START PAGE EXTRACT
Mr. McCain also differs with free-market conservatives on numerous environmental issues. He opposes oil drilling in the Arctic National Wildlife Refuge (ANWR) in Alaska and has joined with Sen. Joe Lieberman to cosponsor legislation that would require that greenhouse gas emissions be reduced to 2000 levels by 2010 — a measure sure to result in substantial increases in electricity and gasoline costs.

McCain vs. Mitt Romney: Mr. Romney has been sharply critical of the 2006 and 2007 amnesty bills supported by Mr. McCain, and opposes the Dream Act and Social Security for illegals. Mr. Romney opposes McCain-Feingold, calling it a violation of the First Amendment. Unlike Mr. McCain, Mr. Romney was pro-choice until several years ago, when he became pro-life. He favors overturning Roe and returning authority over abortion to the states. Mr. Romney describes Justices John Roberts and Samuel Alito as “ideal examples for what we should select” for Supreme Court justices. Mr. Romney has a mixed record on taxes and spending. He previously refused to endorse Mr. Bush’s 2003 tax cuts. Today, he favors making them permanent. He has put forward a plan to hold increases in federal non-discretionary spending below the inflation rate. As governor of Massachusetts, Mr. Romney, inheriting a state in fiscal collapse, made a far-reaching attempt to streamline state government, but many of his efforts were stymied by a liberal, overwhelmingly Democratic legislature. He signed into law a universal health care plan that is a mix of free-market reforms and big-government mandates. Mr. Romney favors drilling in ANWR and withdrew Massachusetts from an initiative sponsored by neighboring liberal New England governors to reduce greenhouse-gas emissions.
END PAGE EXTRACT
- EXERCISE TASKS -
• a. In the passage comparing McCain and Romney, what did Romney do about the greenhouse-gas initiative sponsored by New England governors?
• b. Extend the passage comparing McCain and Romney, picking up right after its final sentence.
START ENTRIES SUPPLIED
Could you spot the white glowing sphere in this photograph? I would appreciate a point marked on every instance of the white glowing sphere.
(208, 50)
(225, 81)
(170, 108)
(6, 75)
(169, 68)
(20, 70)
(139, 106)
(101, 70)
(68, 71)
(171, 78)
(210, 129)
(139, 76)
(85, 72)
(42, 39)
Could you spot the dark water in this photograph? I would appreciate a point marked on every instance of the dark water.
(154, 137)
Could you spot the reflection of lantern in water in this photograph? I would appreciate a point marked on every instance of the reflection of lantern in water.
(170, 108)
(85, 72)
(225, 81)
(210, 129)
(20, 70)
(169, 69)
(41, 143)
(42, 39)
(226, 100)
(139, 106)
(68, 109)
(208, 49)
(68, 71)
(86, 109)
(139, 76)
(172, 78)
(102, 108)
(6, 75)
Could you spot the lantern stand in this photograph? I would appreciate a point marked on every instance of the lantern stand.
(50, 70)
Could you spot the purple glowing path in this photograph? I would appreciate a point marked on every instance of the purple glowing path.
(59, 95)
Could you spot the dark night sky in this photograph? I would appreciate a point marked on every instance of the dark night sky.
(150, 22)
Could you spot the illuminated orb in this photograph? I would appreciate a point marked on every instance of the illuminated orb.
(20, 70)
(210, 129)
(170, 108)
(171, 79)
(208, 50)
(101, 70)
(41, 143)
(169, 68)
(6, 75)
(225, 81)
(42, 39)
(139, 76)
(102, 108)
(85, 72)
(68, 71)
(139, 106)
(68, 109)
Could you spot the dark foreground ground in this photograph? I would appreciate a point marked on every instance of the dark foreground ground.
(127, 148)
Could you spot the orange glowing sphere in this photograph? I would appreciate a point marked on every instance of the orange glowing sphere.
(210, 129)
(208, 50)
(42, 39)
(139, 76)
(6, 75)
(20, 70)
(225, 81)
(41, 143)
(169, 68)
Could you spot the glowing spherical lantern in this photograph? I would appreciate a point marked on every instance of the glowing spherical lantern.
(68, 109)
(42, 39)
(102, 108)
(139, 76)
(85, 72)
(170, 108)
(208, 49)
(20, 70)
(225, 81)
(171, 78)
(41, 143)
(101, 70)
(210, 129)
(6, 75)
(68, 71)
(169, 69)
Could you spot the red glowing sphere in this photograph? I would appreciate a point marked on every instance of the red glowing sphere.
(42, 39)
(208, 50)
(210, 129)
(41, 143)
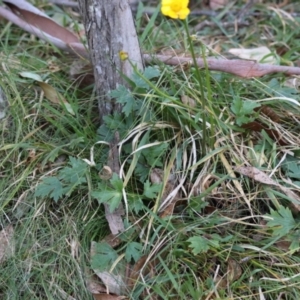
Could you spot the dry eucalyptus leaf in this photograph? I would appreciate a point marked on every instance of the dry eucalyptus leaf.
(6, 243)
(260, 54)
(256, 174)
(38, 19)
(261, 177)
(3, 103)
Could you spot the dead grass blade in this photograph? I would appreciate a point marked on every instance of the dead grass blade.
(262, 177)
(6, 246)
(242, 68)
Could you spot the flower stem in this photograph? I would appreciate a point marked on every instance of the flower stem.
(199, 79)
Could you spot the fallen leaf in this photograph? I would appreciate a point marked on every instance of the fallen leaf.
(38, 19)
(261, 177)
(112, 240)
(6, 243)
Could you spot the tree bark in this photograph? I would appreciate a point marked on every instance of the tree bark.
(110, 29)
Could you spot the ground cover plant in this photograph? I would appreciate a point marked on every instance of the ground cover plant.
(209, 164)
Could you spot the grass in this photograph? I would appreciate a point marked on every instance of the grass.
(220, 240)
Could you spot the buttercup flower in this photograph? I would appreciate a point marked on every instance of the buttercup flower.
(176, 9)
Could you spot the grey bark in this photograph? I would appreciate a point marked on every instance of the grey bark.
(110, 29)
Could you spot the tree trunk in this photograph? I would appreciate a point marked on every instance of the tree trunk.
(110, 29)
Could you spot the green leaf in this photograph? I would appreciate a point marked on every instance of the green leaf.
(292, 167)
(243, 110)
(133, 251)
(151, 191)
(124, 96)
(75, 174)
(111, 195)
(104, 256)
(282, 221)
(135, 203)
(151, 72)
(116, 182)
(50, 187)
(198, 244)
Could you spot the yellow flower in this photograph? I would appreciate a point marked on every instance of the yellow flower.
(123, 55)
(176, 9)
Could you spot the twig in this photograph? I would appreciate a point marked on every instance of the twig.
(224, 25)
(242, 68)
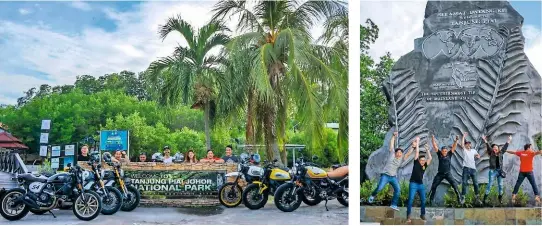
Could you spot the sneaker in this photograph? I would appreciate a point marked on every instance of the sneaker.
(371, 199)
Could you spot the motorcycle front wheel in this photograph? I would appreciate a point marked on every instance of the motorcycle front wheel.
(310, 196)
(87, 206)
(9, 210)
(230, 195)
(132, 200)
(285, 200)
(111, 201)
(252, 197)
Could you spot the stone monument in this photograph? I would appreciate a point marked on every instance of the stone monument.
(468, 73)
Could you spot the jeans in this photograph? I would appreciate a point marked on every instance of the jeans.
(385, 179)
(469, 173)
(414, 188)
(494, 173)
(438, 179)
(530, 177)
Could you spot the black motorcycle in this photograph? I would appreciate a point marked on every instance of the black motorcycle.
(231, 194)
(115, 178)
(45, 194)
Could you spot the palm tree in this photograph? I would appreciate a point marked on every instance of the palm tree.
(286, 68)
(191, 73)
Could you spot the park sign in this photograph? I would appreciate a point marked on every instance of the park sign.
(468, 73)
(112, 140)
(174, 184)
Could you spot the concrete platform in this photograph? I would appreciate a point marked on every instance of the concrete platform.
(454, 216)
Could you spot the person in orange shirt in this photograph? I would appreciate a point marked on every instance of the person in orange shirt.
(526, 157)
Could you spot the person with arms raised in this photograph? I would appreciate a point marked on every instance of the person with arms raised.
(389, 175)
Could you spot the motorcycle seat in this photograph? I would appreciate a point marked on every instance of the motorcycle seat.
(339, 173)
(30, 177)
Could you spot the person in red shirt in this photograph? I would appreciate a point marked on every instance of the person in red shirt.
(526, 157)
(211, 158)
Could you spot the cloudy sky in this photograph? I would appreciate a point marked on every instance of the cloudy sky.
(53, 42)
(400, 22)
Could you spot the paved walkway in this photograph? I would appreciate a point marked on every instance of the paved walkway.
(337, 214)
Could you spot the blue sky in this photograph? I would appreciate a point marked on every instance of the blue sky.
(53, 42)
(397, 32)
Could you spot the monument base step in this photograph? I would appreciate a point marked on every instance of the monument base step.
(453, 216)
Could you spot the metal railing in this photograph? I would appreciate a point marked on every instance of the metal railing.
(12, 163)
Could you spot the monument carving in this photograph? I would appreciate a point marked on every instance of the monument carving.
(468, 73)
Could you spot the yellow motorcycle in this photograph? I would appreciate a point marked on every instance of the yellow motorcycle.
(308, 177)
(255, 195)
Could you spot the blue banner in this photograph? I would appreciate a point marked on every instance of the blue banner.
(112, 140)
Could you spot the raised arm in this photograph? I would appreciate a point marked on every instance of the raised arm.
(413, 146)
(429, 156)
(434, 143)
(392, 142)
(462, 145)
(454, 145)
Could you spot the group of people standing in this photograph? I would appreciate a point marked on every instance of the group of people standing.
(445, 153)
(189, 157)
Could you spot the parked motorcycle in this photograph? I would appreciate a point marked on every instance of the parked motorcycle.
(230, 194)
(115, 178)
(255, 195)
(112, 199)
(45, 194)
(308, 177)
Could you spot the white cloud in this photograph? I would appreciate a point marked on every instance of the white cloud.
(23, 11)
(94, 51)
(81, 5)
(401, 22)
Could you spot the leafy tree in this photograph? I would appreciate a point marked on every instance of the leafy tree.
(374, 106)
(191, 72)
(286, 67)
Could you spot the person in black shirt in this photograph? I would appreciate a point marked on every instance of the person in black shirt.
(416, 180)
(444, 159)
(495, 165)
(84, 154)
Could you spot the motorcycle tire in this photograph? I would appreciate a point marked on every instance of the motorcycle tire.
(135, 197)
(282, 191)
(236, 200)
(9, 216)
(254, 189)
(310, 200)
(93, 199)
(38, 212)
(111, 208)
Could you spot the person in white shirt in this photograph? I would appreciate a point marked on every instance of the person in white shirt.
(469, 169)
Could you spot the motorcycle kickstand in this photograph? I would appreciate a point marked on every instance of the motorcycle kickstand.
(52, 213)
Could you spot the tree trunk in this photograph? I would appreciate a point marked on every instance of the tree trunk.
(271, 144)
(249, 130)
(207, 119)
END ENTRIES SUPPLIED
- YOUR RESPONSES -
• a. He withdrew Massachusetts from it.

• b.
McCain vs. Mike Huckabee: Like Mr. McCain, Mr. Huckabee has supported in-state tuition for illegals. As governor of Arkansas, he dragged his feet on signing an immigration enforcement agreement with the federal Department of Homeland Security. Now Mr. Huckabee says he favors securing the border and opposes sanctuary cities. Mr. Huckabee is strongly pro-life and favors appointing strict constructionists to the federal bench. He opposes McCain-Feingold. While he has not spoken in great detail about the federal tax and budgetary policies, as governor of Arkansas Mr. Huckabee presided over numerous spending and tax increases, including higher taxes on gasoline, cigarettes, groceries, medicine and the Internet. Mr. Huckabee favors drilling in ANWR and has been praised by the National Wildlife Federation for his support of a “cap-and-trade”system to limit greenhouse gases.

McCain vs. Rudy Giuliani: As New York mayor, Mr. Giuliani accused the Immigration and Naturalization Service of “terrorizing innocent people” and sued all the way up to the Supreme Court to defend the city’s sanctuary policies. Unlike virtually every other Republican candidate, he is pro-choice on abortion. Mr. Giuliani has said he would nominate Supreme Court justices like John Roberts and Samuel Alito. He has supported McCain-Feingold. Mr. Giuliani opposes a federal cap-and-trade system and has yet to take a position on ANWR. He has unveiled a far-reaching package of tax cuts but has not been nearly so specific when it comes to the federal budget — particularly the spiraling costs of entitlements.